- _Directions_:
1. Summarize the engine post in two sentences.
2. Select every line of the listing that contains the word "short" and copy those lines.
— start of Text segment —
However, this engine was trumpeted with great fanfare about 2003, got a heap of money from investors, produced a few trike engines, produced a few prototype engines - then moved manufacturing and engineering to Turkey about 2011-12.

They have stumbled and bumbled along ever since, gone off at a tangent on a regular basis - and now, they are effectively broke, and no longer in operation.

This is typical of so many "exotic" new engine designs, that promise a lot in a short time, end up making that a long time, with no major results - then they run out of money, and willing investors.

 

https://www.revetec.com/latestnews.htm

 

I think the simple problem with so many of these engine ideas and their promoters and backers, is that they lack a clear objective target market and users, lack understanding as to the complexity of engine design and combustion principles - and they lack the constant supply of multiple millions required to get new projects into commercial production - over an extended period of time.

 

I have read the books detailing the history of Clessie Cummins and Frank Perkins, who both eventually found success with their automotive and industrial diesel engine designs.
— end of Text segment —
— start of Data section —
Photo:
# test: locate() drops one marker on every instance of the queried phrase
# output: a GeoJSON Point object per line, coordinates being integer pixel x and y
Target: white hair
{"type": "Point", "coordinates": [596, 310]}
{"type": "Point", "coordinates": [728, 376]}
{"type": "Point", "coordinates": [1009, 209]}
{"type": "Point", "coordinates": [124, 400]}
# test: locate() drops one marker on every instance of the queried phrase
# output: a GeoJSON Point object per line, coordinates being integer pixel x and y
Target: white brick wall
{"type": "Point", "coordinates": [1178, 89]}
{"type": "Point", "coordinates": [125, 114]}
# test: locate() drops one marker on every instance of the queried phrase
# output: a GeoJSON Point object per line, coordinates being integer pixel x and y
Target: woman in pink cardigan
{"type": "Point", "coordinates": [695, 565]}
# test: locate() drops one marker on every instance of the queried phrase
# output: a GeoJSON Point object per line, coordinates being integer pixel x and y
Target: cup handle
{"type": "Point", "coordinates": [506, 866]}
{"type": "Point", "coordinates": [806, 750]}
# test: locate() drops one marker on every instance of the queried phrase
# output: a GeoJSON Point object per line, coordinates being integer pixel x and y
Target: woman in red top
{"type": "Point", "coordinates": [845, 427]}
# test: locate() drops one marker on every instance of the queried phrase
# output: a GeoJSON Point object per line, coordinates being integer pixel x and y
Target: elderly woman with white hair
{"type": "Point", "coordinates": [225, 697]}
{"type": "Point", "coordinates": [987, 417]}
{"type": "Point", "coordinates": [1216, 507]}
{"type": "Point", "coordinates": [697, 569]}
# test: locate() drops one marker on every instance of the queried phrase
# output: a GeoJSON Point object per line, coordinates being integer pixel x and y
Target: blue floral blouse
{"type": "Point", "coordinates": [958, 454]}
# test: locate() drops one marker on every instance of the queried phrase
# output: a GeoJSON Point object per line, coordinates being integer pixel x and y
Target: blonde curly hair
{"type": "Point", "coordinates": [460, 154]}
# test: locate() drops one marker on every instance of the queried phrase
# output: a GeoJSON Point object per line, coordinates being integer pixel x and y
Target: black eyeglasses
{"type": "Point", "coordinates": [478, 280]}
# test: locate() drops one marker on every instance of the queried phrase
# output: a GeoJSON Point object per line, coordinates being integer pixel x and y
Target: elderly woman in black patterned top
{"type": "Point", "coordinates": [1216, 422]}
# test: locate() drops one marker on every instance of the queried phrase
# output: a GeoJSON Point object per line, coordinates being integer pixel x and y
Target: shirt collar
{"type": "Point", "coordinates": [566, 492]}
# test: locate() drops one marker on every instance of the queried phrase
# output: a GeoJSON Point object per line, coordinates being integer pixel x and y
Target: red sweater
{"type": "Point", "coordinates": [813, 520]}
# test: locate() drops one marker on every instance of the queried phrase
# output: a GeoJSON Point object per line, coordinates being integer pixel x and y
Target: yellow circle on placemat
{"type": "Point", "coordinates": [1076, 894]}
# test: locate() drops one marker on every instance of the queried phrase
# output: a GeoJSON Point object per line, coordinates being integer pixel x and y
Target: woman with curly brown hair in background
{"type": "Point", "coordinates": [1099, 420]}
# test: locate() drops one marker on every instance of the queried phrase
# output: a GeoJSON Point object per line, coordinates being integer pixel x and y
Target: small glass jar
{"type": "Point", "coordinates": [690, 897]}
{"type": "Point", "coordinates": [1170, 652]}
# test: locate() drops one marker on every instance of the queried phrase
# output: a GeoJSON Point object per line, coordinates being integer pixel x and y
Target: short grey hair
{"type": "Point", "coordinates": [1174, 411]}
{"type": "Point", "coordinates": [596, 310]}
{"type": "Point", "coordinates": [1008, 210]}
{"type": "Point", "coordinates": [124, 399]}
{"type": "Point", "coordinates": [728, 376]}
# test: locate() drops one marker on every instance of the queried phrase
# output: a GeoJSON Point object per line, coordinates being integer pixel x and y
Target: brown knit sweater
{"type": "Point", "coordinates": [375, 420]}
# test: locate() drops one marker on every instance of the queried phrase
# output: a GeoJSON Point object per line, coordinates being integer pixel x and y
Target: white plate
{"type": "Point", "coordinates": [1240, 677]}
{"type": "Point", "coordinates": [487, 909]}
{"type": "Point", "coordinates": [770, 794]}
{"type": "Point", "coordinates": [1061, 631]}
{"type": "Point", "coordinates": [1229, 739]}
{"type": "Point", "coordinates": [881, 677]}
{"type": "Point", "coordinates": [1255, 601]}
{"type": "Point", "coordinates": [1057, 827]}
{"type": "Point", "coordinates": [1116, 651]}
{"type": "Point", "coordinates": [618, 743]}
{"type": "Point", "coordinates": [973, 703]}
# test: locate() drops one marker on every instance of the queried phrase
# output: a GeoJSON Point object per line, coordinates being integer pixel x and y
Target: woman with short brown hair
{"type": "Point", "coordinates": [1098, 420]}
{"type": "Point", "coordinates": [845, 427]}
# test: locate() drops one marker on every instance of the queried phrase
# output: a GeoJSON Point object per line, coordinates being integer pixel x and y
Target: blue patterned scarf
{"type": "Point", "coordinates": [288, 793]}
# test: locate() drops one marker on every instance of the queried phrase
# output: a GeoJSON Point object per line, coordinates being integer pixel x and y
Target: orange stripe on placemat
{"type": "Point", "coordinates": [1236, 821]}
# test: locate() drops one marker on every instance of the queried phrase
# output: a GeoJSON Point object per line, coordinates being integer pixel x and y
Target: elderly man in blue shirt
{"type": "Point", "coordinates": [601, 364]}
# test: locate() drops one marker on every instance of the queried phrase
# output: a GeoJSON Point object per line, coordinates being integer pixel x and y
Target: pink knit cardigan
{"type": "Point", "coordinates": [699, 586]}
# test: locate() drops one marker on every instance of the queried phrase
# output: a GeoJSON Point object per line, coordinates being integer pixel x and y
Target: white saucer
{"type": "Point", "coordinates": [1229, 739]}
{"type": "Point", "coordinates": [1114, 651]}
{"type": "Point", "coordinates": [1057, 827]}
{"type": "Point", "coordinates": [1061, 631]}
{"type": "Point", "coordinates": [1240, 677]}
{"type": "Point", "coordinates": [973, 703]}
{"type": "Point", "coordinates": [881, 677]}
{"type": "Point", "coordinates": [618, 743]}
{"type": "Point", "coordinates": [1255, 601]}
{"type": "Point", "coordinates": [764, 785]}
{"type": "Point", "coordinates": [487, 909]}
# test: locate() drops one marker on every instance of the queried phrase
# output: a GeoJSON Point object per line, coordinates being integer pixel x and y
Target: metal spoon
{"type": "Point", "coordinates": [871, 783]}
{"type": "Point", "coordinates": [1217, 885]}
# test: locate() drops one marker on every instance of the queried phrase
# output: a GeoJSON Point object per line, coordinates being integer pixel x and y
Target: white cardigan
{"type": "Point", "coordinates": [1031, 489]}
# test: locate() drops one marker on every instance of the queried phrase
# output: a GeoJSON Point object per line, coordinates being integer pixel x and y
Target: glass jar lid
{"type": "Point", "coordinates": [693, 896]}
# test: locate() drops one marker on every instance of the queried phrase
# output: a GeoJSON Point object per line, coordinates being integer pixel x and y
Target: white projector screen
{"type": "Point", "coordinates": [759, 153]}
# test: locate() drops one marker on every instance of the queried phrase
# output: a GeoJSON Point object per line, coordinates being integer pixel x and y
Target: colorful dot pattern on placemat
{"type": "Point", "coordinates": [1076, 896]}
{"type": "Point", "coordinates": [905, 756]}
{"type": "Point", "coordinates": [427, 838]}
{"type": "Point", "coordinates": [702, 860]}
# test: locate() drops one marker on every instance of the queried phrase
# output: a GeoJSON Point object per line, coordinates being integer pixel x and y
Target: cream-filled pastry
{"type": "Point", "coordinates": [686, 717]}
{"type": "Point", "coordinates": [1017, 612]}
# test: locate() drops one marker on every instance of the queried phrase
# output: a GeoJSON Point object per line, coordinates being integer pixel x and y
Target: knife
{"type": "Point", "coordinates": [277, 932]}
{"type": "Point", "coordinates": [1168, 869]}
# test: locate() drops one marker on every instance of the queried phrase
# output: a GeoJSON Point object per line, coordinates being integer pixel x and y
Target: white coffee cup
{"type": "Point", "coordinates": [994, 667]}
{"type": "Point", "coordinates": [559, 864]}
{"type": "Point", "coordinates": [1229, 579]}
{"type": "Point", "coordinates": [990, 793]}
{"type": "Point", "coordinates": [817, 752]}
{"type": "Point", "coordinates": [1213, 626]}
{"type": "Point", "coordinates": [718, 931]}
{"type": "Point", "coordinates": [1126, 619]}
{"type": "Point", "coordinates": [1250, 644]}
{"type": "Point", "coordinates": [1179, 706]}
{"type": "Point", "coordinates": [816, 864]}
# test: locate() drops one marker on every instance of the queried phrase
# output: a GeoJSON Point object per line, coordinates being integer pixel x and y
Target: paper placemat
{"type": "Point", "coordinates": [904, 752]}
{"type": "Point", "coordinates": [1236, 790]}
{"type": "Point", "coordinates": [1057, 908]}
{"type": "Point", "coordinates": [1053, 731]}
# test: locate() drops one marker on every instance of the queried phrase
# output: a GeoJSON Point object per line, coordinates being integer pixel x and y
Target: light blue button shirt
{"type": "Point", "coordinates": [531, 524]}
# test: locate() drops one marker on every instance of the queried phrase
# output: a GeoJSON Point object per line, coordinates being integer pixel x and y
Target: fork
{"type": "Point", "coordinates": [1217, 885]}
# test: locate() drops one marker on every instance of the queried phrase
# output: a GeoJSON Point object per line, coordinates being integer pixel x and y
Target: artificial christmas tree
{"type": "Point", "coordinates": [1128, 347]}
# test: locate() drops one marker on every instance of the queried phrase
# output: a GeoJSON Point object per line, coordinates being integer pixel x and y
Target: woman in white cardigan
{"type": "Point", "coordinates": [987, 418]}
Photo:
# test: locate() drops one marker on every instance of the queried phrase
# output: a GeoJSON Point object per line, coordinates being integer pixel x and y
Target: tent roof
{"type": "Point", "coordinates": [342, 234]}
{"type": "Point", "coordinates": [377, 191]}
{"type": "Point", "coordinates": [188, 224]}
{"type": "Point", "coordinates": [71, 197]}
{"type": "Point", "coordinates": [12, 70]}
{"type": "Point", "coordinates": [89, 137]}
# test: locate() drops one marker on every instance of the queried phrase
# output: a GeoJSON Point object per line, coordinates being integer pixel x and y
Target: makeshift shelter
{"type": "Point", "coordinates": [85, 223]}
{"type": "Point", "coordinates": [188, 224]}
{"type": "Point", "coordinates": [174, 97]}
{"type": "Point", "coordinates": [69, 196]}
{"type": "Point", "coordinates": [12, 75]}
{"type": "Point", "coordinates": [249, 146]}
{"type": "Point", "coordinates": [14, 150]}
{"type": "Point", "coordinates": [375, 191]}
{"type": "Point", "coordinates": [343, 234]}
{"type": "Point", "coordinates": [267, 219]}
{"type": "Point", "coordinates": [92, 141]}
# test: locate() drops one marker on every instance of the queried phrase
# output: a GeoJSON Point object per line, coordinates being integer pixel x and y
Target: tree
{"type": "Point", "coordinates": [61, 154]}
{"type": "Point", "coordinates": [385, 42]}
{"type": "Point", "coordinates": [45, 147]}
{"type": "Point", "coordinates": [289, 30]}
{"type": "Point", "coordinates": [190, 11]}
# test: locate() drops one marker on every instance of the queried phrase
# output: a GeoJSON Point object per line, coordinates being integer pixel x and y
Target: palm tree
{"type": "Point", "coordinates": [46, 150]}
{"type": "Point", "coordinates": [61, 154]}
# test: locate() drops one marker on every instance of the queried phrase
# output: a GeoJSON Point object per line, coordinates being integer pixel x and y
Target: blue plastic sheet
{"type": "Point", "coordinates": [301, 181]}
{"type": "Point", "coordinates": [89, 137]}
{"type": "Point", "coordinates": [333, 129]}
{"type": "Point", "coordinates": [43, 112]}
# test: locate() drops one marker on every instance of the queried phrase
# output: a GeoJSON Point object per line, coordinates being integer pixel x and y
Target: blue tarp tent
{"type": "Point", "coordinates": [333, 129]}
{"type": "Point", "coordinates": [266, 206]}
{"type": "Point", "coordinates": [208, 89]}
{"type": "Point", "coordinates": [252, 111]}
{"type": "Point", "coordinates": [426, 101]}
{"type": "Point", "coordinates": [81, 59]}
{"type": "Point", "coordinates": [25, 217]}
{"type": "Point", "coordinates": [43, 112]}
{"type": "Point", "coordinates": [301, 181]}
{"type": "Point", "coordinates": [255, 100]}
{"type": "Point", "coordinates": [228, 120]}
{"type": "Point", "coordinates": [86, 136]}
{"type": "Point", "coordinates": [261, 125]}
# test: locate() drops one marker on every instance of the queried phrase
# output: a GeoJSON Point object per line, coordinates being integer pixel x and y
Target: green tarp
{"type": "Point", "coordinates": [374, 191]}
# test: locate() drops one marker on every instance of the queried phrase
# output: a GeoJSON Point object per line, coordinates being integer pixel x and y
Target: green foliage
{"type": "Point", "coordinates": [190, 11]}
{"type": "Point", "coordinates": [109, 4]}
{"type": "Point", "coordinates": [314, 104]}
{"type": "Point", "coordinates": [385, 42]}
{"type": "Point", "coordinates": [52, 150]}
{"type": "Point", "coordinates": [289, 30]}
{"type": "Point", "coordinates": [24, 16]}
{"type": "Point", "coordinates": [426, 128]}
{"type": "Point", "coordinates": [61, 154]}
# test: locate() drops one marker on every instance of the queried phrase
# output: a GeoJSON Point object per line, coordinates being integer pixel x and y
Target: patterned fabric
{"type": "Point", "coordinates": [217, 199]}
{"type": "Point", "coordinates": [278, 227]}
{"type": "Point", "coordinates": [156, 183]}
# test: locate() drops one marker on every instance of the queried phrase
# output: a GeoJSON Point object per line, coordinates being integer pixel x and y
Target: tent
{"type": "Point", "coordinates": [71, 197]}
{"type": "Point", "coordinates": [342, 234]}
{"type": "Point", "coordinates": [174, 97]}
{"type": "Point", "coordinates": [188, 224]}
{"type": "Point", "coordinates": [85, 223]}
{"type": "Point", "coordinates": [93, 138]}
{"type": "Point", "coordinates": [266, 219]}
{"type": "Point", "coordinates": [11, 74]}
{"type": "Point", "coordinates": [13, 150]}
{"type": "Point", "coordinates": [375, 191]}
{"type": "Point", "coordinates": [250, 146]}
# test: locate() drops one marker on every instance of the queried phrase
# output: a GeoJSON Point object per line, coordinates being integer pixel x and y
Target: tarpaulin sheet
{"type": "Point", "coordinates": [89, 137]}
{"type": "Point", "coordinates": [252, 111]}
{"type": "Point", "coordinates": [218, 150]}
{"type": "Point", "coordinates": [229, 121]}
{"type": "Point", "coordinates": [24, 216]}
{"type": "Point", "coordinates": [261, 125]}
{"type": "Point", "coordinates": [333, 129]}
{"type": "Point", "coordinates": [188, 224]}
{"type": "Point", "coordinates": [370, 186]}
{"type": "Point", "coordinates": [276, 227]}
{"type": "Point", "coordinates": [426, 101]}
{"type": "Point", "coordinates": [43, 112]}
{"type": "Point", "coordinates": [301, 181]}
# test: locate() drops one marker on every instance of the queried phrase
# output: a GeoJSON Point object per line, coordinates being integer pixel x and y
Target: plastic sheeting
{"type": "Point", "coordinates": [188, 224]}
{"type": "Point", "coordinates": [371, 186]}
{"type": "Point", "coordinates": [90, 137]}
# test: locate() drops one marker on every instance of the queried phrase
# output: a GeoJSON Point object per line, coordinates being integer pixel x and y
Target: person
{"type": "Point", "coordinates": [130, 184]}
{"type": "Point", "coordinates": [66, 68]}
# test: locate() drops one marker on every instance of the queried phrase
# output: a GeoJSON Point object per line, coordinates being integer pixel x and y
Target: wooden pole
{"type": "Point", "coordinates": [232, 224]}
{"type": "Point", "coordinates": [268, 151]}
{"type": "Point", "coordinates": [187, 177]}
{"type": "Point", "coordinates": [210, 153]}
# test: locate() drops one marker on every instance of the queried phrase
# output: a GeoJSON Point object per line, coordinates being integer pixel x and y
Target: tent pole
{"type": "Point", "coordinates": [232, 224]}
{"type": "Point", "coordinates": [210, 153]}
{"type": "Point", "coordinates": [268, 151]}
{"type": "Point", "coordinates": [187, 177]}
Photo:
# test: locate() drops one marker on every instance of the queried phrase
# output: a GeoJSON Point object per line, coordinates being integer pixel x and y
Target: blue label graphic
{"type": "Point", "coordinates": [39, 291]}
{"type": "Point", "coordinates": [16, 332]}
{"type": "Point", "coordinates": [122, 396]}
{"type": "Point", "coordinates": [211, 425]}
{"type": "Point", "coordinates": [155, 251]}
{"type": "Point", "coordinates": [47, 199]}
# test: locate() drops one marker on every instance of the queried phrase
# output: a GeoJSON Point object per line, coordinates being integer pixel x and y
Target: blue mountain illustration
— end of Data section —
- _Written responses_:
1. The engine was heavily promoted around 2003, drew investor money, and produced a few trike and prototype engines before manufacturing and engineering moved to Turkey around 2011-12; it is now effectively broke and no longer in operation. The writer calls this typical of "exotic" new engine designs, whose promoters and backers lack a clear target market, an understanding of engine design and combustion, and the multiple millions needed over an extended period to reach commercial production.

2.
Target: short grey hair
Target: woman with short brown hair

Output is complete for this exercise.